* _Task set_
A) Copy the part of the cat story starting with "So the large" and going on through "him back outdoors.", swapping the word "pajamas" for "bathrobe".
B) In the cat story, how long does the vet say to keep the cat inside?

====== Document extract

So the large main cat came in looking all pitiful with one side of his face all swollen up. It was so swollen and he was so pitiful that I dragged myself out of my pajamas and through the shower in the early evening on Christmas Day so that I could go to the store for kitty litter. He’d need to be kept in overnight and taken to the vet in the morning.
When I got out of the shower I could just see that something had happened in the vicinity of his face. I will spare you the gory Technicolor description of what followed except to say that it’s a good thing that The Lovely Rhonda is a nurse, and also that I understand why veterinary technicians usually wear scrubs, i.e. are not naked and dripping wet whilst tending to an animal with a large abscess.
At this point we figured that his face would now heal on its own and let him back outdoors.
The next day TLR texted asking me to pick up litter after all since he was back and looking sad again. He went to the vet that morning and was reasonably patient while they shaved half his face and cleaned what turned out to be a pretty ugly open wound on his cheek. A quick shot in the behind of antibiotics and he was good to go. “Oh,” says the vet, “and keep him inside for two weeks.”

============
====== Dataset excerpts

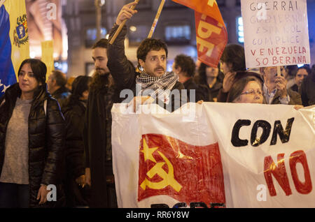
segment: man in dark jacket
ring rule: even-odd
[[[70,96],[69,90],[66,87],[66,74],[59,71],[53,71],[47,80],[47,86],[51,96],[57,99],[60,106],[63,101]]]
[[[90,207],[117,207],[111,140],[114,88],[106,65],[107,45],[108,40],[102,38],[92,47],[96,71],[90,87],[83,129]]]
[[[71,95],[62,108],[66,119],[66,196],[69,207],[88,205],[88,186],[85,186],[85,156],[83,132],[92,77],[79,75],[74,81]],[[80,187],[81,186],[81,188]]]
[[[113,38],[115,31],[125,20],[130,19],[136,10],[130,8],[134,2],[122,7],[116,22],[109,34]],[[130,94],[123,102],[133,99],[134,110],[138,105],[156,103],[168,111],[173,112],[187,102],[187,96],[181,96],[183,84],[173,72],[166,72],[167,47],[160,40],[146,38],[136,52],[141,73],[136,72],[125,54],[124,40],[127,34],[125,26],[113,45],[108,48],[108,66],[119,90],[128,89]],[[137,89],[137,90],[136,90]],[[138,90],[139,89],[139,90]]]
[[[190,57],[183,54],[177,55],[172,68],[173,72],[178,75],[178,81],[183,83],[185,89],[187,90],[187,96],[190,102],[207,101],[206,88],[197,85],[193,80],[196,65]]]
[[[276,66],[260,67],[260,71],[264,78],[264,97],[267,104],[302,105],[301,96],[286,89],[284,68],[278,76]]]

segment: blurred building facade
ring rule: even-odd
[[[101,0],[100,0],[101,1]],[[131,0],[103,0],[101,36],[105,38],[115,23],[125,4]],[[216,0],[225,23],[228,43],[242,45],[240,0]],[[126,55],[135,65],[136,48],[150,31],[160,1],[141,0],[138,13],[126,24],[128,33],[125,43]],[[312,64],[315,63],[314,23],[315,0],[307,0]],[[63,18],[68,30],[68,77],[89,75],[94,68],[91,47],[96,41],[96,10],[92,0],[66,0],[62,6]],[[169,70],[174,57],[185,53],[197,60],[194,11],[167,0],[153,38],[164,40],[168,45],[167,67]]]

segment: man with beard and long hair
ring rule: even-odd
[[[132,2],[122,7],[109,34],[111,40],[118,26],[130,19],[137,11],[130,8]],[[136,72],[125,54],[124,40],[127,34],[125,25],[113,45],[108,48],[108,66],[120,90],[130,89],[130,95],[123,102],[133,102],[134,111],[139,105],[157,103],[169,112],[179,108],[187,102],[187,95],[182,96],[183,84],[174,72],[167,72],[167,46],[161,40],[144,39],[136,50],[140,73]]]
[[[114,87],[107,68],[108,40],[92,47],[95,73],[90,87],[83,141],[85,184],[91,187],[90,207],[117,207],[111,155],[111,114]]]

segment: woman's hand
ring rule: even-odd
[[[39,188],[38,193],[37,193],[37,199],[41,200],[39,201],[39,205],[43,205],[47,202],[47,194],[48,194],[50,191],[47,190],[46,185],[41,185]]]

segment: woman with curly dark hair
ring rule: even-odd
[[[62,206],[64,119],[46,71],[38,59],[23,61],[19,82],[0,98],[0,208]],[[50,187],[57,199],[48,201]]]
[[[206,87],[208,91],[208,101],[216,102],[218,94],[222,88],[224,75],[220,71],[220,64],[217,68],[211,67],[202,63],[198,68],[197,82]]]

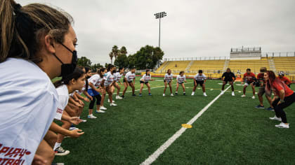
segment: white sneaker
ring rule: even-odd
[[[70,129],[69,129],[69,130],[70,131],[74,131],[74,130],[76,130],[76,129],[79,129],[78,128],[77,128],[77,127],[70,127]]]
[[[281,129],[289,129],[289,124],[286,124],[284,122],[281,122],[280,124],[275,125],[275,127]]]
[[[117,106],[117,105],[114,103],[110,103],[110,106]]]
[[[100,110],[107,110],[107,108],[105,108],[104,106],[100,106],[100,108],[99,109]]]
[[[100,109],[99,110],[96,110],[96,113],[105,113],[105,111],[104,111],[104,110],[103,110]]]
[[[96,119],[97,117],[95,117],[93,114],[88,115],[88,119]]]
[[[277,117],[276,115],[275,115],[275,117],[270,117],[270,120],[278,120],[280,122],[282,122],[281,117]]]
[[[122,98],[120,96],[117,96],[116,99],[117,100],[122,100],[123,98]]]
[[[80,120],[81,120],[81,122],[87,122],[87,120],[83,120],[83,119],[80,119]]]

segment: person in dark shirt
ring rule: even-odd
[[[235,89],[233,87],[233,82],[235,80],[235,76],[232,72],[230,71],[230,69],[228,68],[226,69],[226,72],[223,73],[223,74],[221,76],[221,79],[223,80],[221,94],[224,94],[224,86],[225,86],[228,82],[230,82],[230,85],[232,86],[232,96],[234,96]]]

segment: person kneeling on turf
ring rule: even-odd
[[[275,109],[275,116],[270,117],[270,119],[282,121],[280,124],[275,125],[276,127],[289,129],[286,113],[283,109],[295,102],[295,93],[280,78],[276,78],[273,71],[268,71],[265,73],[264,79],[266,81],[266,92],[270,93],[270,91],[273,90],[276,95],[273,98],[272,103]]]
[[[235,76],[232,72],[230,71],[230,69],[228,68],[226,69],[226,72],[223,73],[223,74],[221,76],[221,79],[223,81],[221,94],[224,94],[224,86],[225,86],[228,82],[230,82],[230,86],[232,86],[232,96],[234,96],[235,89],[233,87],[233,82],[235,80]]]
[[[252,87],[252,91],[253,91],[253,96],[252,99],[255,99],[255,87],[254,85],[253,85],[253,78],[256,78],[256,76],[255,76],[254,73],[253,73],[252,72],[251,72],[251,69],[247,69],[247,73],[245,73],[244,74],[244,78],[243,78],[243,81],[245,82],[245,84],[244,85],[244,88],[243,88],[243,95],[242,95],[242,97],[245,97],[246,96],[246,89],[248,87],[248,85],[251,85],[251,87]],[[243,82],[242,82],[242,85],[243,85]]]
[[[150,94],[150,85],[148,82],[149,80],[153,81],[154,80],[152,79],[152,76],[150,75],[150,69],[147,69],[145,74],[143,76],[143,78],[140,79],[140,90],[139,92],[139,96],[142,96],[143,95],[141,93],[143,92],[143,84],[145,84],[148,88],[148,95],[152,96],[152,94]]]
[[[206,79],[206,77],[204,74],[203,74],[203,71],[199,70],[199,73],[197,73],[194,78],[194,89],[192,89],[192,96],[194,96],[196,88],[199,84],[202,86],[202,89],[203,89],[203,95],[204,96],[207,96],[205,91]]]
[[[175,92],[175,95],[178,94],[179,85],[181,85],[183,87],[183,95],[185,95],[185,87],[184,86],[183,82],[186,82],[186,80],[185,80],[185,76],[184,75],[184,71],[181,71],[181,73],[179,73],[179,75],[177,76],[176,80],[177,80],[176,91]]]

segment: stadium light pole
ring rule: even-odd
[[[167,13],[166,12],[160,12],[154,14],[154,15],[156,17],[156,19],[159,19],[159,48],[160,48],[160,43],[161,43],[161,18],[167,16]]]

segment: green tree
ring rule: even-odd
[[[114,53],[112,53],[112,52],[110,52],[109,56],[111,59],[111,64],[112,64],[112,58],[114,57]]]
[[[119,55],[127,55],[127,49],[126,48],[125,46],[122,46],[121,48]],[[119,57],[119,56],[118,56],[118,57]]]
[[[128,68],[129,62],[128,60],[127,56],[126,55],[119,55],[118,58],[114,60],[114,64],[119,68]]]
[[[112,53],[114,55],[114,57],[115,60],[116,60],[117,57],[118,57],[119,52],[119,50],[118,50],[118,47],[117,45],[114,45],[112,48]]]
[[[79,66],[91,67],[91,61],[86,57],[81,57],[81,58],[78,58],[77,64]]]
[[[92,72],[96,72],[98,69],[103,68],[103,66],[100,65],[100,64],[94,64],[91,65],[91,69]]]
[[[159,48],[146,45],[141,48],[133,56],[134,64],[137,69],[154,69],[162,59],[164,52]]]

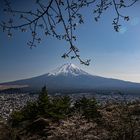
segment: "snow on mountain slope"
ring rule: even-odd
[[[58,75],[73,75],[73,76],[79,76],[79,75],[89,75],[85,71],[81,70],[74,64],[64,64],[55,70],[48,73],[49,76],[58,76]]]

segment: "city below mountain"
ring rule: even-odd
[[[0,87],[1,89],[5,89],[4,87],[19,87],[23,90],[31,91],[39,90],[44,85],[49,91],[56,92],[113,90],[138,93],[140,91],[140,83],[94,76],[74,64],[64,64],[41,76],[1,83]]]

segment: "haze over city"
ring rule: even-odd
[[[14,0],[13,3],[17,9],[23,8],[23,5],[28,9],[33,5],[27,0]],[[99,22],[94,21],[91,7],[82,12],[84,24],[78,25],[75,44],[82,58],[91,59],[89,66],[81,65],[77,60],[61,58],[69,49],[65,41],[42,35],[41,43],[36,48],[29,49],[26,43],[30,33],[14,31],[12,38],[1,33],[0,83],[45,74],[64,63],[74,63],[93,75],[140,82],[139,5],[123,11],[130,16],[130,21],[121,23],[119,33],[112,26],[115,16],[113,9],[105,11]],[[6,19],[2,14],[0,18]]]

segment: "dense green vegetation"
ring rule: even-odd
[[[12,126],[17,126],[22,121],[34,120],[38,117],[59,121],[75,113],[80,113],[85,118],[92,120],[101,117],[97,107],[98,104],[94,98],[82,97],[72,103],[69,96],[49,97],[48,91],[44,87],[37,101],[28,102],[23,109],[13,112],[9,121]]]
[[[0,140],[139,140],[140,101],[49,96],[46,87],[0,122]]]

============

* _List of solutions_
A)
So the large main cat came in looking all pitiful with one side of his face all swollen up. It was so swollen and he was so pitiful that I dragged myself out of my bathrobe and through the shower in the early evening on Christmas Day so that I could go to the store for kitty litter. He’d need to be kept in overnight and taken to the vet in the morning.
When I got out of the shower I could just see that something had happened in the vicinity of his face. I will spare you the gory Technicolor description of what followed except to say that it’s a good thing that The Lovely Rhonda is a nurse, and also that I understand why veterinary technicians usually wear scrubs, i.e. are not naked and dripping wet whilst tending to an animal with a large abscess.
At this point we figured that his face would now heal on its own and let him back outdoors.

B) Two weeks.